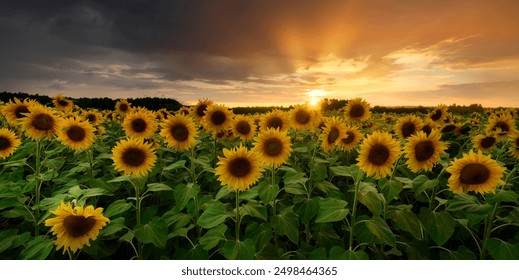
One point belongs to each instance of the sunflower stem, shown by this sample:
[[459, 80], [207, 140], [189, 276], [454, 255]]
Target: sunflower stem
[[354, 211]]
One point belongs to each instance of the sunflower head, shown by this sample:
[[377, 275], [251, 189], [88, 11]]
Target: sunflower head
[[8, 143], [238, 169], [378, 153], [357, 109], [75, 227], [475, 172], [180, 132], [134, 157]]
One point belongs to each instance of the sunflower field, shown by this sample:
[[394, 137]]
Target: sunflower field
[[204, 183]]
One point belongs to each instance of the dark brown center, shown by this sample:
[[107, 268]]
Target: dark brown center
[[218, 117], [333, 135], [76, 133], [474, 174], [357, 111], [43, 122], [408, 129], [179, 132], [243, 127], [378, 154], [139, 125], [424, 150], [77, 226], [19, 110], [239, 167], [134, 157]]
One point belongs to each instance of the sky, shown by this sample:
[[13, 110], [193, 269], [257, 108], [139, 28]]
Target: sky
[[265, 52]]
★ ★ ★ ★
Given instruction: Recast every line of the items above as a JSON list of strings, one string per line, with blank lines left out. Omit the pictures from your answer.

Finished exercise:
[
  "One point belongs to each instance of the sunflower stem, shown by this sample:",
  "[[459, 80], [207, 140], [189, 276], [454, 255]]",
  "Target: sunflower stem",
  "[[354, 211]]",
  "One point belongs to each instance of the sunflower head, shown by this sample:",
  "[[377, 275], [251, 189], [88, 11]]",
  "Target: sunflower head",
  "[[8, 143], [238, 169], [378, 153], [357, 109], [75, 227], [475, 172], [180, 132], [134, 157]]",
  "One point belongs to each instance of the sunflower field, shown by this sample:",
  "[[394, 137]]",
  "Target: sunflower field",
  "[[204, 183]]",
  "One point belongs to each instance of the dark brown center, shown by this sample:",
  "[[107, 268]]",
  "Target: dark brown center",
  "[[218, 117], [333, 135], [76, 133], [474, 174], [357, 111], [43, 122], [408, 129], [179, 132], [243, 127], [378, 154], [139, 125], [424, 150], [77, 226], [19, 110], [239, 167], [134, 157]]",
  "One point belongs to each instance of the sky, shown by this sample:",
  "[[13, 110], [193, 269], [257, 108], [139, 28]]",
  "Target: sky",
  "[[265, 52]]"
]